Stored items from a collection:
-=-=-=-=-

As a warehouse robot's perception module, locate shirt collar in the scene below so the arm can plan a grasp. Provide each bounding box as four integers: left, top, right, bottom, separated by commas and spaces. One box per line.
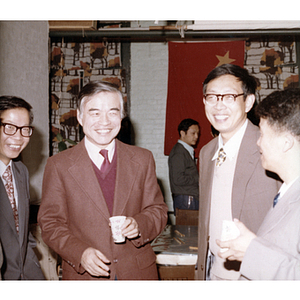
278, 177, 299, 199
0, 160, 12, 178
212, 119, 248, 160
178, 140, 195, 159
84, 136, 116, 169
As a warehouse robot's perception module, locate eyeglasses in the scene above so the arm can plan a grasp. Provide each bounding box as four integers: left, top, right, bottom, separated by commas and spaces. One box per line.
204, 93, 244, 105
0, 123, 34, 137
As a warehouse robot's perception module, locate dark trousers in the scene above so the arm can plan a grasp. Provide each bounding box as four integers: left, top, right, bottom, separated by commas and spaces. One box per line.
172, 195, 199, 216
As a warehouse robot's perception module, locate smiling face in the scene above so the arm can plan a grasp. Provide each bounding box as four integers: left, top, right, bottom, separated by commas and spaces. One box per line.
180, 125, 199, 146
77, 92, 122, 149
0, 108, 30, 165
257, 118, 284, 174
203, 75, 255, 143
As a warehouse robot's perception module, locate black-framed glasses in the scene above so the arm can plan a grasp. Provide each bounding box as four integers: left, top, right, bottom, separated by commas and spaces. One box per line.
204, 93, 244, 105
0, 122, 34, 137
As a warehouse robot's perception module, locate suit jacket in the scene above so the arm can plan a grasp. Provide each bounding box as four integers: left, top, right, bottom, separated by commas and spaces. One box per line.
0, 162, 44, 280
241, 178, 300, 280
168, 143, 199, 200
197, 120, 280, 280
38, 140, 168, 280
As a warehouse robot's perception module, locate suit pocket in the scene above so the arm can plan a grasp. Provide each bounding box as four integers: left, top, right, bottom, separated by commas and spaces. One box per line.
136, 246, 156, 270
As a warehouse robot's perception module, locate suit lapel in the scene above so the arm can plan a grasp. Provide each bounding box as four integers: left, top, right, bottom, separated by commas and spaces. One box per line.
68, 140, 110, 220
113, 140, 139, 216
12, 163, 29, 245
232, 120, 260, 219
199, 138, 218, 224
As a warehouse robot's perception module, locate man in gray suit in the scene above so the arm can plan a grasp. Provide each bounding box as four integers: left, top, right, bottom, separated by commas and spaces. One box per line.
197, 64, 278, 280
168, 119, 200, 215
218, 89, 300, 280
0, 96, 44, 280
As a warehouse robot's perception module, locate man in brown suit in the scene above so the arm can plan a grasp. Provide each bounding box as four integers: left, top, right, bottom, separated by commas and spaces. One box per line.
38, 82, 168, 280
197, 64, 279, 280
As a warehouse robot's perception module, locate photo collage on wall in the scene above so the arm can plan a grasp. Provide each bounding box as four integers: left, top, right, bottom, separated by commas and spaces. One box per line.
244, 39, 299, 102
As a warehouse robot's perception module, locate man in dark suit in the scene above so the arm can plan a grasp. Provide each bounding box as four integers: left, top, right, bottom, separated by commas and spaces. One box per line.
0, 96, 44, 280
218, 89, 300, 280
197, 64, 279, 280
168, 119, 200, 215
38, 82, 168, 280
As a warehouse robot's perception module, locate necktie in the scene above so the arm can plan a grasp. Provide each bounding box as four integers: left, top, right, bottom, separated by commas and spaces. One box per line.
99, 149, 110, 173
273, 193, 280, 207
2, 166, 19, 233
216, 148, 226, 167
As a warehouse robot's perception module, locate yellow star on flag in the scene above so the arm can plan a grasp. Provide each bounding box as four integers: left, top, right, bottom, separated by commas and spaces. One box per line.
216, 51, 235, 67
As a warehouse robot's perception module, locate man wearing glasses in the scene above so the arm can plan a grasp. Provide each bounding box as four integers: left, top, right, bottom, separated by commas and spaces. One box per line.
197, 64, 279, 280
0, 96, 44, 280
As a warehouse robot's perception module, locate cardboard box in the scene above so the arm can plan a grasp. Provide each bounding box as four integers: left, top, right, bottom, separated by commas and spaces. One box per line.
48, 21, 97, 31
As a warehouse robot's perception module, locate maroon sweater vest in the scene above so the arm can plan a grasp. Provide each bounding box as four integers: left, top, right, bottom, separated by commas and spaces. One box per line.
93, 150, 117, 216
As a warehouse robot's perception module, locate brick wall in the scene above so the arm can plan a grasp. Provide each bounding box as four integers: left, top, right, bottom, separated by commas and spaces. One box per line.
130, 43, 173, 223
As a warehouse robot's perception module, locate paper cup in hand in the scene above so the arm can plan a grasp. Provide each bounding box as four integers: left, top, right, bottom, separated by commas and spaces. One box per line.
220, 220, 240, 252
109, 216, 126, 243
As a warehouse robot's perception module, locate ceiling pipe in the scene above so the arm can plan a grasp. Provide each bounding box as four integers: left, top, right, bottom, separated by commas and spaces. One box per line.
49, 28, 300, 41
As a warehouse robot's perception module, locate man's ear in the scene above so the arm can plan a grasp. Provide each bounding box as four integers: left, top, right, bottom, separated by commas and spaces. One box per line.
283, 132, 295, 152
245, 94, 255, 113
180, 130, 185, 139
77, 109, 82, 126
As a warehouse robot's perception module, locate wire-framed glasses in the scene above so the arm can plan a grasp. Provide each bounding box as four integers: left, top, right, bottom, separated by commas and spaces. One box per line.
0, 122, 34, 137
204, 93, 244, 105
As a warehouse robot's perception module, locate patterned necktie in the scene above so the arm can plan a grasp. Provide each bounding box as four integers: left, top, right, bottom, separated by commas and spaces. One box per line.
216, 148, 226, 167
2, 166, 19, 233
273, 193, 280, 207
99, 149, 110, 173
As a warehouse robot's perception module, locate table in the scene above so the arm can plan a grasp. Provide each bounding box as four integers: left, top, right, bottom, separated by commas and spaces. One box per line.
151, 225, 198, 265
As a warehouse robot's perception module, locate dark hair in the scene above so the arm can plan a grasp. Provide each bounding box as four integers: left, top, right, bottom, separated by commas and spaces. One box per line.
255, 88, 300, 140
0, 96, 33, 125
203, 64, 258, 99
177, 119, 200, 136
77, 80, 125, 118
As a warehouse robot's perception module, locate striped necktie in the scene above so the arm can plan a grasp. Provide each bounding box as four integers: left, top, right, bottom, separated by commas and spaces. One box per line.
2, 166, 19, 233
99, 149, 110, 173
273, 193, 280, 207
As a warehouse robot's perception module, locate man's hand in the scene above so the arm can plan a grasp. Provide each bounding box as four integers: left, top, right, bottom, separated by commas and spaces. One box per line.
216, 219, 256, 261
81, 247, 110, 277
121, 217, 139, 239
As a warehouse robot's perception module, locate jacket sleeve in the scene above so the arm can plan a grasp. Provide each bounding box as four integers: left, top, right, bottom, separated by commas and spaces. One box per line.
132, 152, 168, 247
38, 158, 89, 273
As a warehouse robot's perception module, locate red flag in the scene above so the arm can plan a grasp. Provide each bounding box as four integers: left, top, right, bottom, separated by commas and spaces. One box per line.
164, 41, 244, 156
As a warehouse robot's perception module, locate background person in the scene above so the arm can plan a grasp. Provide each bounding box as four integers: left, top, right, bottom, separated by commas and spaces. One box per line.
0, 96, 44, 280
218, 89, 300, 280
168, 119, 200, 214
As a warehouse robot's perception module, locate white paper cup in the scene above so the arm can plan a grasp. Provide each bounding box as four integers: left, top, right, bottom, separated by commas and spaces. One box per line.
109, 216, 126, 243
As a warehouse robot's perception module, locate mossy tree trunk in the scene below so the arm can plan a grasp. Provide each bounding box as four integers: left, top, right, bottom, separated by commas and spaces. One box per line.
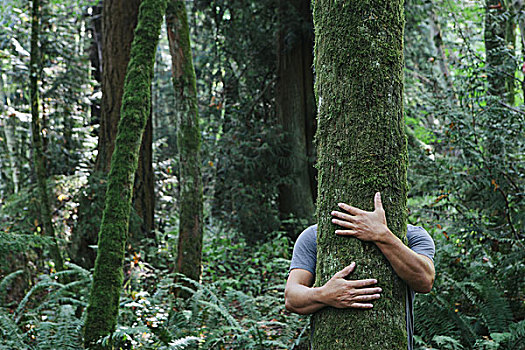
484, 0, 516, 105
29, 0, 64, 270
312, 0, 407, 350
84, 0, 166, 349
166, 0, 203, 288
71, 0, 155, 268
276, 0, 315, 238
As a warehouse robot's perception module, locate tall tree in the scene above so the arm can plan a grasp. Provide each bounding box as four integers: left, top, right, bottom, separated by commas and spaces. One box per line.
312, 0, 407, 350
29, 0, 63, 270
84, 0, 166, 349
71, 0, 155, 267
166, 0, 203, 288
276, 0, 315, 232
484, 0, 516, 105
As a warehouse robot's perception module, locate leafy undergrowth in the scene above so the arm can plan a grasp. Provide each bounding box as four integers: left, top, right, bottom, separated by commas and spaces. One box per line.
0, 226, 308, 350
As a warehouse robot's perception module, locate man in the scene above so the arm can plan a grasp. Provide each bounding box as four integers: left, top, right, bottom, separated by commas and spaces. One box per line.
284, 192, 435, 350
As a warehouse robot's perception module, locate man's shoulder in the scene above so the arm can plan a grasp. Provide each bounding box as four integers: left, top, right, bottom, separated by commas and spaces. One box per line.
407, 225, 436, 260
407, 224, 432, 240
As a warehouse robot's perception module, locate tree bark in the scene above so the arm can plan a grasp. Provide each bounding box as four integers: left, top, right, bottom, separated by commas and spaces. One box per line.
29, 0, 64, 271
0, 74, 20, 194
312, 0, 407, 350
166, 0, 203, 288
71, 0, 155, 268
84, 0, 166, 349
276, 0, 315, 238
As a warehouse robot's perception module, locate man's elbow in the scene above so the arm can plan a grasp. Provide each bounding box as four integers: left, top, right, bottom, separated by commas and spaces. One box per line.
413, 276, 434, 294
284, 289, 308, 315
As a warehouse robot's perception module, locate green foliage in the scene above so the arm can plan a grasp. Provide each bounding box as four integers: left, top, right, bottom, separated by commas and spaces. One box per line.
0, 226, 308, 350
0, 264, 91, 350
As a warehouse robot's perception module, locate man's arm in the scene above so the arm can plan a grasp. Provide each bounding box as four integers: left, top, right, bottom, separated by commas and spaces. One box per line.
332, 192, 435, 293
284, 263, 382, 315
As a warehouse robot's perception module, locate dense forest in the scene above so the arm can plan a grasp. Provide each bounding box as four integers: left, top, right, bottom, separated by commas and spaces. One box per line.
0, 0, 525, 350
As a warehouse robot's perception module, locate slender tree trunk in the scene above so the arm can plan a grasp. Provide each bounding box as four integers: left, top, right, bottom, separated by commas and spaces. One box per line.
0, 74, 20, 194
71, 0, 155, 268
84, 0, 166, 349
484, 0, 516, 105
29, 0, 64, 271
133, 111, 155, 238
276, 0, 315, 237
312, 0, 407, 350
166, 0, 203, 288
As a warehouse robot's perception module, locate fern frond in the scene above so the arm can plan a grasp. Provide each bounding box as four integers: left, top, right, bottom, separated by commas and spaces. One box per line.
169, 336, 202, 350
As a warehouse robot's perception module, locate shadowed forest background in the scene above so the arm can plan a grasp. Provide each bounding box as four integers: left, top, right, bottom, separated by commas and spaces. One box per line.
0, 0, 525, 350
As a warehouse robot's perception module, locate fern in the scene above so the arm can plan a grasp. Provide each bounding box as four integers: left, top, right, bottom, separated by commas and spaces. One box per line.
0, 309, 33, 350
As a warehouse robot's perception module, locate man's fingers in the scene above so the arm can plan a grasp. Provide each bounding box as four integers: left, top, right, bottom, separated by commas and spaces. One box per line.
348, 279, 377, 288
350, 303, 374, 309
334, 262, 355, 278
354, 287, 383, 295
331, 210, 354, 221
354, 294, 381, 302
335, 230, 357, 236
332, 219, 354, 228
374, 192, 383, 210
337, 203, 364, 215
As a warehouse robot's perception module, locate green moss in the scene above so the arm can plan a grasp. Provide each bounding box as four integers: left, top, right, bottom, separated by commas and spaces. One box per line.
166, 0, 203, 288
312, 0, 407, 349
84, 0, 166, 349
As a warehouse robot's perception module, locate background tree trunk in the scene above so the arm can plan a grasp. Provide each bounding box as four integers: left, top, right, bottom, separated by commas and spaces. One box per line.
29, 0, 64, 271
84, 0, 166, 349
276, 0, 315, 237
312, 0, 407, 350
484, 0, 516, 105
166, 0, 203, 288
71, 0, 155, 268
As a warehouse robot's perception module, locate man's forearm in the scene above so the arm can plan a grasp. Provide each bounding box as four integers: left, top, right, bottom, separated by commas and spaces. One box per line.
375, 229, 435, 293
284, 284, 326, 315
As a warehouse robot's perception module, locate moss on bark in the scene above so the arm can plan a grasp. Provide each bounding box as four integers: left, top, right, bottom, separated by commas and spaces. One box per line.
312, 0, 407, 350
84, 0, 166, 349
166, 0, 203, 288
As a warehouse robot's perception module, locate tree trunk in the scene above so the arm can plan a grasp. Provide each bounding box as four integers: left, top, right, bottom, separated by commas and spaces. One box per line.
276, 0, 315, 237
484, 0, 516, 105
71, 0, 155, 268
0, 74, 20, 194
166, 0, 203, 288
29, 0, 64, 271
133, 111, 155, 238
312, 0, 407, 350
84, 0, 166, 349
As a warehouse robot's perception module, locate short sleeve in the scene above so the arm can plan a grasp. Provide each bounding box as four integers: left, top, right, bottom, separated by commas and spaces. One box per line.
290, 225, 317, 276
407, 225, 436, 261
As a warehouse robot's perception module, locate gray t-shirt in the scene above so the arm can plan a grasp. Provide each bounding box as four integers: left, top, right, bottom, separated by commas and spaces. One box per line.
290, 225, 436, 350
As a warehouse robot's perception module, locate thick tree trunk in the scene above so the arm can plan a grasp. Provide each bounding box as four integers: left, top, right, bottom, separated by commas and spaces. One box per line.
71, 0, 155, 268
84, 0, 166, 349
29, 0, 64, 271
166, 0, 203, 288
276, 0, 315, 237
312, 0, 407, 350
484, 0, 516, 105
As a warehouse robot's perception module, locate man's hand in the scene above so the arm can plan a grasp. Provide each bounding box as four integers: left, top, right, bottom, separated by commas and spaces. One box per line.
332, 192, 389, 242
320, 262, 382, 309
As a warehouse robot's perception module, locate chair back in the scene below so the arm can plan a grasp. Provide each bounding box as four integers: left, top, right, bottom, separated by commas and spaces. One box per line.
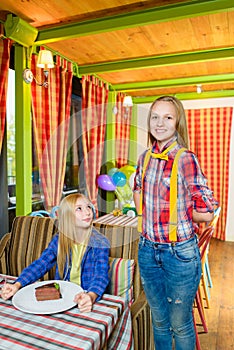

-=-=-=-=-

What you have to do: Express the records from their start through the line containing "84, 136, 116, 169" as a JSON list of strings, one string per line and no blank lines. Leave the pictures out.

Response to this exercise:
[
  "As a warehouse robot's perception module, locate shirt collar in the scene below so the arm can plan a grasp. Provide each bounding box as four integers: left, top, right, bottom, separated by commas and spaces. One box per line.",
  "278, 177, 299, 199",
  "0, 160, 12, 178",
  "212, 119, 248, 160",
  "178, 140, 195, 159",
  "84, 136, 116, 169"
]